Begin Stored rows

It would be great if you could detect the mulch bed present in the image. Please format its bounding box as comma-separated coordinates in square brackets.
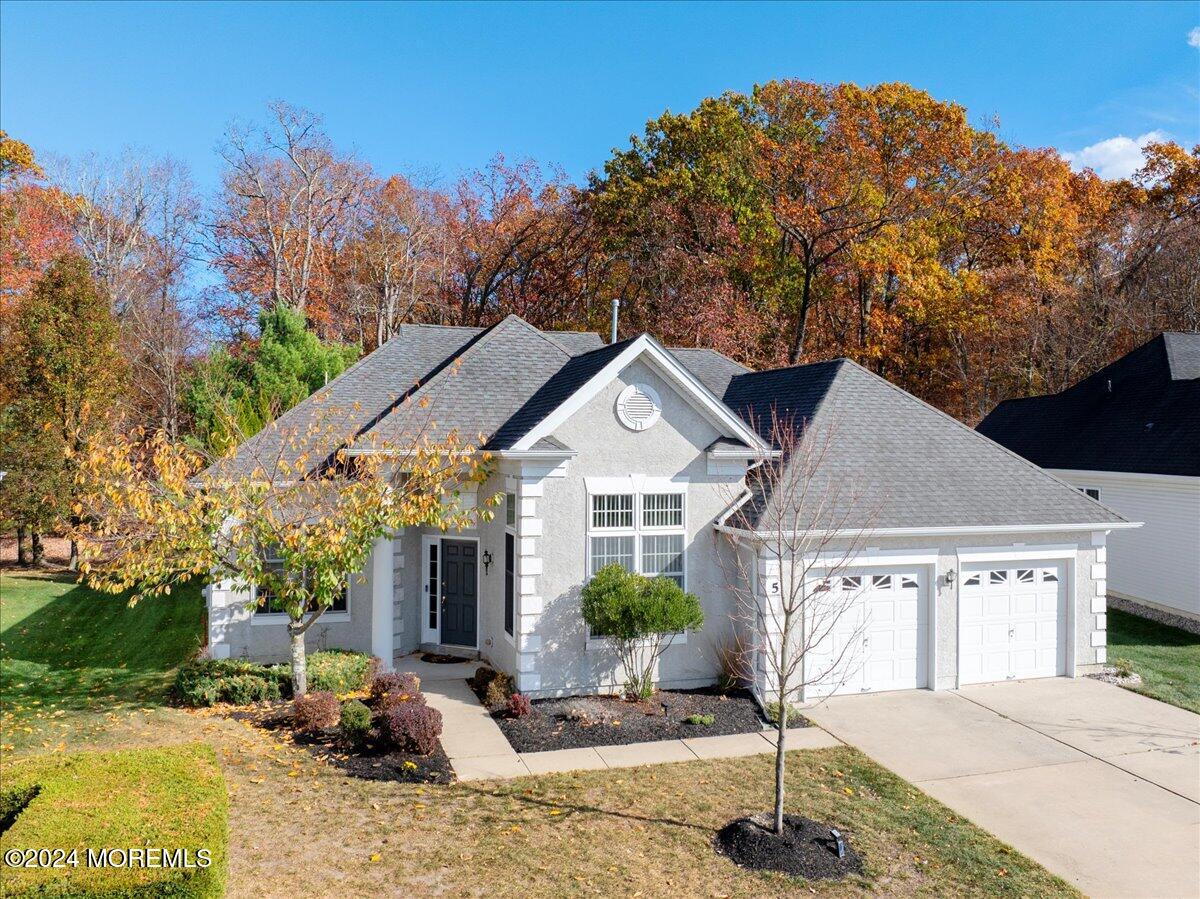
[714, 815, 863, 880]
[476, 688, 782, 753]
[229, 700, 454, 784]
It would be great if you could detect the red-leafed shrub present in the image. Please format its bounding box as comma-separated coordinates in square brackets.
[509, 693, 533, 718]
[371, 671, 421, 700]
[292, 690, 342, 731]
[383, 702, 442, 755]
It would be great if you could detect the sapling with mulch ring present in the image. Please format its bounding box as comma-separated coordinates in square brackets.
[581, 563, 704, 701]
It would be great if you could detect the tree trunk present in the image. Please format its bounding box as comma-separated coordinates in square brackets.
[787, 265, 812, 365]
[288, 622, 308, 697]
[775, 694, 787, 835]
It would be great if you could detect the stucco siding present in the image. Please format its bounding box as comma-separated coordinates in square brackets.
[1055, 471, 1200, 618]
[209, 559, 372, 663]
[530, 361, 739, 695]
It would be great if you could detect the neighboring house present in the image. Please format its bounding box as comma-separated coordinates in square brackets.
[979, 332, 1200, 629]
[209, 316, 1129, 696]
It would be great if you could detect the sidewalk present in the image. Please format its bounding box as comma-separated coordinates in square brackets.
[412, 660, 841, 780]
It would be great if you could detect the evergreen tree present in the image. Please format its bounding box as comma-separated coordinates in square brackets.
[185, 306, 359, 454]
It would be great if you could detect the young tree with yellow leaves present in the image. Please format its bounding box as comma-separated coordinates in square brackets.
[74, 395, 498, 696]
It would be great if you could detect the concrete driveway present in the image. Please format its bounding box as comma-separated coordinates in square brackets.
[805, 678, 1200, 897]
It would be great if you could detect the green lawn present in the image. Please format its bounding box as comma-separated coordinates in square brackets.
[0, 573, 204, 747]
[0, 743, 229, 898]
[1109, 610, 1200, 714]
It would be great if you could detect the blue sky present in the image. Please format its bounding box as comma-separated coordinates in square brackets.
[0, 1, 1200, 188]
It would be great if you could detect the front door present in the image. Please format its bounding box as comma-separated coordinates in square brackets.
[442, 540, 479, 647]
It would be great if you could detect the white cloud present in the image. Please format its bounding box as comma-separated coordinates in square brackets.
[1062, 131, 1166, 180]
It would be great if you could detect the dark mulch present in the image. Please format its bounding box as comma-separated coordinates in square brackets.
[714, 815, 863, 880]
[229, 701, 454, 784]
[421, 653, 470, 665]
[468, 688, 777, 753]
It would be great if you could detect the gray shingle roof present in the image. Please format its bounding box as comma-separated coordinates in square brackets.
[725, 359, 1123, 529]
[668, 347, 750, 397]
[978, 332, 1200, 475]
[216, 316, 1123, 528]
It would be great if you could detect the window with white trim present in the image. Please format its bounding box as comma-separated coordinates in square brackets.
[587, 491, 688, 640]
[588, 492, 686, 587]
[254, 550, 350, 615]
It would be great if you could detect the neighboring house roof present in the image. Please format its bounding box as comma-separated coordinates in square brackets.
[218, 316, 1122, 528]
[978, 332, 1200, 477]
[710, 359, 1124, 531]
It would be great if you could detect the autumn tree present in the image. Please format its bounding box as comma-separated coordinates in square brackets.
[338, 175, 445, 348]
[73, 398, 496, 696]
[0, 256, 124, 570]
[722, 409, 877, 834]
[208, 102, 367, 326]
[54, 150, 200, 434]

End Stored rows

▸ **Task prompt**:
Present the entries above as a numbered list, with blank lines omitted and the pictures excluded.

▸ **Task result**:
1. It would be great if you could detect the mulch bed present in the image. Please format its bounding box as comma-separated coordinates in square brackets.
2. [714, 815, 863, 880]
3. [476, 688, 782, 753]
4. [229, 700, 454, 784]
5. It would be great if you could detect the red-leafed shrub present in the image. Please format its bounding box as comma-separated coordinates in square brackets.
6. [509, 693, 533, 718]
7. [371, 671, 421, 700]
8. [292, 690, 342, 731]
9. [383, 702, 442, 755]
10. It would be great if you could detect the sapling with mulch ring present in the image. Please format its bounding box as comma-separated coordinates in square brackets.
11. [581, 563, 704, 701]
12. It would be great if you could detect the tree trunk present in the image. Please format its bounding box as comma-separated coordinates in square brackets.
13. [787, 265, 812, 365]
14. [288, 622, 308, 697]
15. [775, 694, 787, 835]
16. It would be great if you could detect the stucco siding present in the image. Please format its bounding box as comma-separated coordinates in square brackets.
17. [1055, 471, 1200, 618]
18. [209, 559, 372, 663]
19. [530, 361, 739, 695]
20. It would be great if you could detect the neighboring house present in the image. Please format its bounding box as comma-separated coordinates in square brackets.
21. [979, 332, 1200, 629]
22. [209, 316, 1129, 696]
23. It would be great if you could detect the sidewalk present in the image. Please format its bounding box as comma-separated coordinates in square brackets.
24. [412, 660, 841, 780]
25. It would be great if you could detect the evergreen tree present in the image. Please format its bounding box as comma-separated coordinates in square brackets.
26. [185, 306, 359, 454]
27. It would be great if you could detect the young tree with yellow leaves present in the image. Please format its bounding box as comma-separated coordinates in square brackets.
28. [74, 395, 498, 696]
29. It would be great if you could detect the concrete driveway present in the image. Please format its bounding box as comma-separated coordinates in square brackets.
30. [805, 678, 1200, 897]
31. It would be great if you could detect the green lawn present in the image. Please format its bounding box as comma-separated coordinates in square brackets.
32. [0, 573, 204, 747]
33. [0, 743, 229, 898]
34. [1109, 610, 1200, 714]
35. It would be great if you could detect the blue sky present in the image. Please format its bounding box as comma-separated coordinates in square brackets.
36. [0, 1, 1200, 188]
37. It would be great if you could detect the front door present in the image. Please format its bounding box as comma-separated coordinates in square brackets.
38. [442, 540, 479, 647]
39. It would be great if you could detect the white cloud present in the image. Please format its bounding box as comma-separated coordinates in square brackets.
40. [1062, 131, 1166, 180]
41. It would be great if you could detect the dark mulch present in the image. Please format its bounding box as comma-separated coordinates in square brackets.
42. [714, 815, 863, 880]
43. [229, 701, 454, 784]
44. [421, 653, 470, 665]
45. [468, 688, 777, 753]
46. It would be great if you could detect the gray shingle roof present in the image. Please format its bounding box as comma-separated coordinates in square brackets.
47. [725, 359, 1123, 529]
48. [668, 347, 750, 397]
49. [978, 332, 1200, 475]
50. [216, 316, 1123, 528]
51. It would be great if you could detect the window with white trim present in the image. Please format its bounding box as comma-separated coordinates in square brackets.
52. [587, 491, 688, 640]
53. [588, 492, 686, 587]
54. [254, 550, 350, 615]
55. It would be great if you could detect the neighboring house roof present in the image. Please format its bounding box as comma-separated coordinates in square brackets.
56. [218, 316, 1122, 528]
57. [978, 332, 1200, 477]
58. [710, 359, 1124, 531]
59. It would be great if you could detect the autumn tree present in the image. Please format its bounding box as comma-separated coordinates in square brackets.
60. [338, 175, 445, 348]
61. [73, 398, 496, 696]
62. [0, 256, 124, 570]
63. [722, 409, 877, 834]
64. [208, 102, 367, 326]
65. [54, 150, 200, 434]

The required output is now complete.